### Travail à faire
A. Résumez l'extrait choisi en deux phrases.
B. Reproduisez mot pour mot le passage de l'extrait choisi qui va de « [31] Toutefois, à » jusqu'à « à l’obligation d’équité. ».

### Extrait choisi

Pour juger si les motifs d’une décision administrative sont adéquats, il faut les examiner en contexte : voir Via Rail Canada Inc. c. Canada (Office national des transports), [2000] A.C.F. n1685, [2001] 2 C.F. 25 (C.A.F.), au paragraphe 21. La Cour doit tenir dûment compte de la nature et de l’importance de la décision ainsi que des nécessités liées à l’efficacité et aux coûts administratifs. La Cour d’appel fédérale l’a clairement établi dans l’arrêt Khan c. Canada (Ministre de la Citoyenneté et de l'Immigration), [2001] A.C.F. n1699, 2001 CAF 345, aux paragraphes 31 et 32 :

[…]

Cependant, la demanderesse se plaint que la lettre de refus est insuffisante parce qu’elle ne présente pas les motifs de refus du visa. Elle prétend que le défendeur a l’obligation légale de fournir les notes du STIDI en même temps que la lettre de refus. Je ne suis pas d’accord. L’avocate de la demanderesse savait que les notes du STIDI écrites à l’appui d’un refus peuvent généralement être consultées, car son prédécesseur les avait demandées et obtenues dans le cas du premier refus. Pour une raison inconnue, il n’a pas demandé ces mêmes notes avant d’introduire la présente demande de contrôle judiciaire. À ce moment, le défendeur a fourni à la demanderesse les notes du STIDI, conformément à l’obligation énoncée à l’article 9 des Règles des cours fédérales en matière d’immigration et de protection des réfugiés.

Les notes du STIDI sont considérées comme faisant partie intégrante de la décision administrative : voir Kalra c. Canada (Ministre de la Citoyenneté et de l'Immigration), [2003] A.C.F. n1199, 2003 CF 941, au paragraphe 15, et Toma c. Canada (Ministre de la Citoyenneté et de l'Immigration), [2006] A.C.F. n1000, 2006 CF 779, au paragraphe 12. En l’espèce, les notes du STIDI apportent des précisions à la lettre type de décision et suffisent clairement à informer la demanderesse des motifs de refus du visa. La demanderesse ne peut se plaindre que les notes du STIDI n’ont pas été fournies avant l’introduction de la présente demande, car son avocate ne les a pas demandées plus tôt : voir Hayama c. Canada (Ministre de la Citoyenneté et de l'Immigration), [2003] A.C.F. n1642, 2003 CF 1305, au paragraphe 14, et Liang c. Canada (Ministre de la Citoyenneté et de l'Immigration), [1999] A.C.F. n1301, au paragraphe 31 :

 

[31] Toutefois, à mon avis, l’obligation d’équité exige simplement que des motifs soient fournis à la demande de la personne à laquelle cette obligation est due et, en l’absence d’une telle demande, il n’y a aucun manquement à l’obligation d’équité.

### Données extraites
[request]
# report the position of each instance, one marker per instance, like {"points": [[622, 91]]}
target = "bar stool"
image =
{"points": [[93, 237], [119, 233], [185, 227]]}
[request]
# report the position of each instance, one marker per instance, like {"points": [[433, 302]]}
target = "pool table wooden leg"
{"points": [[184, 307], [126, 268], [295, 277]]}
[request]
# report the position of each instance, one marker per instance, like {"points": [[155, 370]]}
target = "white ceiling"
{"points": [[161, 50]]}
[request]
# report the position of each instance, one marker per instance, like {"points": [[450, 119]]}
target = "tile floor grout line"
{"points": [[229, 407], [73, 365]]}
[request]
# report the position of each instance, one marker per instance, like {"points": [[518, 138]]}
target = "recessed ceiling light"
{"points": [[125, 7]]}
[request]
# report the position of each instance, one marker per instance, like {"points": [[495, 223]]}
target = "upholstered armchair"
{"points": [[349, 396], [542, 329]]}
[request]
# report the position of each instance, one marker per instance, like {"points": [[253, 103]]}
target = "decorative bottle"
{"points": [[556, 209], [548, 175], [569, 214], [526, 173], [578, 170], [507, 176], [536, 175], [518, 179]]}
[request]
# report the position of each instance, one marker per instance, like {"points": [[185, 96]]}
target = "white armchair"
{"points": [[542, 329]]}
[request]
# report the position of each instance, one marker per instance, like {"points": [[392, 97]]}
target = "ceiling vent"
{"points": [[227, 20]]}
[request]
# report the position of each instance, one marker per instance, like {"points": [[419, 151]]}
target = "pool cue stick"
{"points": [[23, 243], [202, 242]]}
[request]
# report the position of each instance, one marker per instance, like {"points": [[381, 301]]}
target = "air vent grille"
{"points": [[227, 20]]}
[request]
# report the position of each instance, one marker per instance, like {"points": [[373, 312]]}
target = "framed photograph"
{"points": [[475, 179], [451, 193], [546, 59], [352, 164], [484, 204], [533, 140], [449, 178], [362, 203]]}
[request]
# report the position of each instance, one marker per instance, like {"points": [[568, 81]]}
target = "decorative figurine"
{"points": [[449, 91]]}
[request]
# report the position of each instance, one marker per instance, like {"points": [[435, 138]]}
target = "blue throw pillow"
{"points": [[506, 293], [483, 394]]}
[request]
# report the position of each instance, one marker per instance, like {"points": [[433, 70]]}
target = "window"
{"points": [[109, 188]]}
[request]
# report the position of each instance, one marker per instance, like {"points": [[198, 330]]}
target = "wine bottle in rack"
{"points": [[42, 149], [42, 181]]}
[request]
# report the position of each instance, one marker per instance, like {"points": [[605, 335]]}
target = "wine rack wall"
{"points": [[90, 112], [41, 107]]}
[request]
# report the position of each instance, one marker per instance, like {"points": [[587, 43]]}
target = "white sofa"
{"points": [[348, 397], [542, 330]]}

### Réponses
A. Le caractère adéquat des motifs d'une décision administrative s'apprécie en contexte, compte tenu de la nature et de l'importance de la décision ainsi que des nécessités liées à l'efficacité et aux coûts administratifs. Les notes du STIDI font partie intégrante de la décision et suffisent en l'espèce à informer la demanderesse des motifs du refus du visa, et celle-ci ne peut se plaindre de ne pas les avoir reçues avant l'introduction de sa demande, puisque son avocate ne les a pas demandées plus tôt.

B.
[31] Toutefois, à mon avis, l’obligation d’équité exige simplement que des motifs soient fournis à la demande de la personne à laquelle cette obligation est due et, en l’absence d’une telle demande, il n’y a aucun manquement à l’obligation d’équité.